# Box Joints



## jerryholcombe (Apr 20, 2013)

*Box Joints - Please Help!*

I'm working on a boat box for a friend, and my original plan to dovetail went south when I realized the box was larger than my 12"- and accessed the numerous jig-building instructions, all of which said the box joints will be perfect. Not so! My joints are fine until I get about 13" from the first cut, and the joint spacing goes haywire. I cannot figure out what's causing that. I'm using 1/2" plywood that is not giving me any tearout or delamination problems. Any helpful suggestions from long-time box joint experts?


----------



## mengtian (Nov 8, 2012)

jerryholcombe said:


> I'm working on a boat box for a friend, and my original plan to dovetail went south when I realized the box was larger than my 12"- and accessed the numerous jig-building instructions, all of which said the box joints will be perfect. Not so! My joints are fine until I get about 13" from the first cut, and the joint spacing goes haywire. I cannot figure out what's causing that. I'm using 1/2" plywood that is not giving me any tearout or delamination problems. Any helpful suggestions from long-time box joint experts?


What jig are you using/made?


----------



## GeorgeC (Jul 30, 2008)

What do you mean when you say "and the joint spacing goes haywire.?"

Be specific.

George


----------



## woodnthings (Jan 24, 2009)

*your jig's fence is too short?*

If the spacing goes to "hell", you've lost your registration to the key. That tells me you work piece is quite long and your fence is not giving you support all along the way. Try a longer fence on the miter gauge or sled and see if that helps. :blink:


----------



## jerryholcombe (Apr 20, 2013)

I built my own jig from a post on the Internet. As a matter of fact, I've built two. The one I'm currently using is approximately 8" wide & 6" high. It extends to the right of the blade a couple of inches and to the left of the mitre slot about 3". When I say the joint spacing goes haywire, I mean that the spaces tend to get wider as I go along, even though I believe I have a tight, snug fit over the template peg. I'm using 1/2" spacing and 1/2" stacked dado set.

Woodnthings ... I suspect you're correct, although my mind cannot grasp the concept of things changing somehow when I'm slipping a notch over a peg with no discernable "play". I do notice, however, that sometimes the slot fits over the peg handily, and other slots tend to fit really snugly.


----------



## RogerInColorado (Jan 16, 2013)

If your slots are changing width, that may mean your dado blade is wobbling. The first thing I would do is actually analyze the error. I would use a dial caliper, digital or analog, don't care. Measure the actual space widths, starting from one end and progressing to the other. Write down the space number and the dimension. Next do exactly the same with the pins. This will tell you what problem to fight.

______

» Given instruction 1:
In the box joint thread, update everything from "I built my own" down to "fit really snugly.", with "peg" changed to "dowel".

______

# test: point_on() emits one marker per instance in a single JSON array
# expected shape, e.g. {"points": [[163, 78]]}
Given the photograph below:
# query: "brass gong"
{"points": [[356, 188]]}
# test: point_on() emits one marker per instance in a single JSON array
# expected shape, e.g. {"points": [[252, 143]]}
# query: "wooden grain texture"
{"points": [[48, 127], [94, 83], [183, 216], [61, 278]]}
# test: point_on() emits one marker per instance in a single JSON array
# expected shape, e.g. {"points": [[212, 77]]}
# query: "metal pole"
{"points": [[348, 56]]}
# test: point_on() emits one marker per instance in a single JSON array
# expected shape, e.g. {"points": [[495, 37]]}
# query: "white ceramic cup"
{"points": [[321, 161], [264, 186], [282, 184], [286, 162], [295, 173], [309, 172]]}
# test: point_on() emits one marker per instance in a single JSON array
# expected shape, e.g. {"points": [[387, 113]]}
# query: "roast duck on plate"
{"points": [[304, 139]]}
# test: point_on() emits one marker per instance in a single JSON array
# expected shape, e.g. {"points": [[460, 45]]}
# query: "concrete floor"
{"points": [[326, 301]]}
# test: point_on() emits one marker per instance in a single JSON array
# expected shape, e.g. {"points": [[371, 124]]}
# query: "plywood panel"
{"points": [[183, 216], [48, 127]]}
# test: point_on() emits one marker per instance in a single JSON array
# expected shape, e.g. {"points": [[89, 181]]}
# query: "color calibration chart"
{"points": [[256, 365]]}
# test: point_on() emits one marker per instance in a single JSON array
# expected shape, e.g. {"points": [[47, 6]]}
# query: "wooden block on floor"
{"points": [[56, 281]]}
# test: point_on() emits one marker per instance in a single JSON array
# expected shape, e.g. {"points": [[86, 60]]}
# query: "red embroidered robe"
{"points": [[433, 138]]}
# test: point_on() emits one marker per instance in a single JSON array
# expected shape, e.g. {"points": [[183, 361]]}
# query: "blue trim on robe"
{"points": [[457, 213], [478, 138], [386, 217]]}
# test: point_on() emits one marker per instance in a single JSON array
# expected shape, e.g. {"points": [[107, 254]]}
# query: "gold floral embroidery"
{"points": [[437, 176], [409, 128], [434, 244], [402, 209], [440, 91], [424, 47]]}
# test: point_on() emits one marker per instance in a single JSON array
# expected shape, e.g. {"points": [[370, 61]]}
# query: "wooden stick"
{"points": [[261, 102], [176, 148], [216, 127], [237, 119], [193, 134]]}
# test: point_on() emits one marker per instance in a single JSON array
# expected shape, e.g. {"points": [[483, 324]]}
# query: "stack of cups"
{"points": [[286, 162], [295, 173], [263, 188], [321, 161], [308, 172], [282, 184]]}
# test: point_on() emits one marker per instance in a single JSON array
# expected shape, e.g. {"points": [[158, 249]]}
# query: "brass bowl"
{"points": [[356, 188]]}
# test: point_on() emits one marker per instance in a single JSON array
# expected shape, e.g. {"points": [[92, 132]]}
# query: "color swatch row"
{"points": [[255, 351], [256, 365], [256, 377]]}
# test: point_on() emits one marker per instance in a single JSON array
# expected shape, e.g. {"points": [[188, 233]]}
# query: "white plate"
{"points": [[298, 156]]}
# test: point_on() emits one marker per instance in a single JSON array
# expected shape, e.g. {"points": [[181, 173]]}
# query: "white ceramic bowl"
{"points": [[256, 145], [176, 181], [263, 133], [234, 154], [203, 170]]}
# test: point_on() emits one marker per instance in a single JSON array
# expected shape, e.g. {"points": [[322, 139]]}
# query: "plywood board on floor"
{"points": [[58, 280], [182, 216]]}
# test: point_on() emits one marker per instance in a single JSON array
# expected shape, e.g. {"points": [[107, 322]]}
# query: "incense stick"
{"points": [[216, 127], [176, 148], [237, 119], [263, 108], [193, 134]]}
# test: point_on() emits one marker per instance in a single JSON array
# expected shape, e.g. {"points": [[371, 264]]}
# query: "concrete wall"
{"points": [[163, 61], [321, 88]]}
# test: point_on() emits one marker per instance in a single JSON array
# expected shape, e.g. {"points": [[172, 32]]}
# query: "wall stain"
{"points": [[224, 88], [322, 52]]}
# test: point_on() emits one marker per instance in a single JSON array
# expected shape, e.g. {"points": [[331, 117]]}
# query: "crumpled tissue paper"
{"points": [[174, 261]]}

______

» Given instruction 2:
Please list every line of the records that contains the word "wooden".

» Written reply 1:
I built my own jig from a post on the Internet. As a matter of fact, I've built two. The one I'm currently using is approximately 8" wide & 6" high. It extends to the right of the blade a couple of inches and to the left of the mitre slot about 3". When I say the joint spacing goes haywire, I mean that the spaces tend to get wider as I go along, even though I believe I have a tight, snug fit over the template dowel. I'm using 1/2" spacing and 1/2" stacked dado set.

Woodnthings ... I suspect you're correct, although my mind cannot grasp the concept of things changing somehow when I'm slipping a notch over a dowel with no discernable "play". I do notice, however, that sometimes the slot fits over the dowel handily, and other slots tend to fit really snugly.

» Written reply 2:
# query: "wooden grain texture"
# query: "wooden block on floor"
# query: "wooden stick"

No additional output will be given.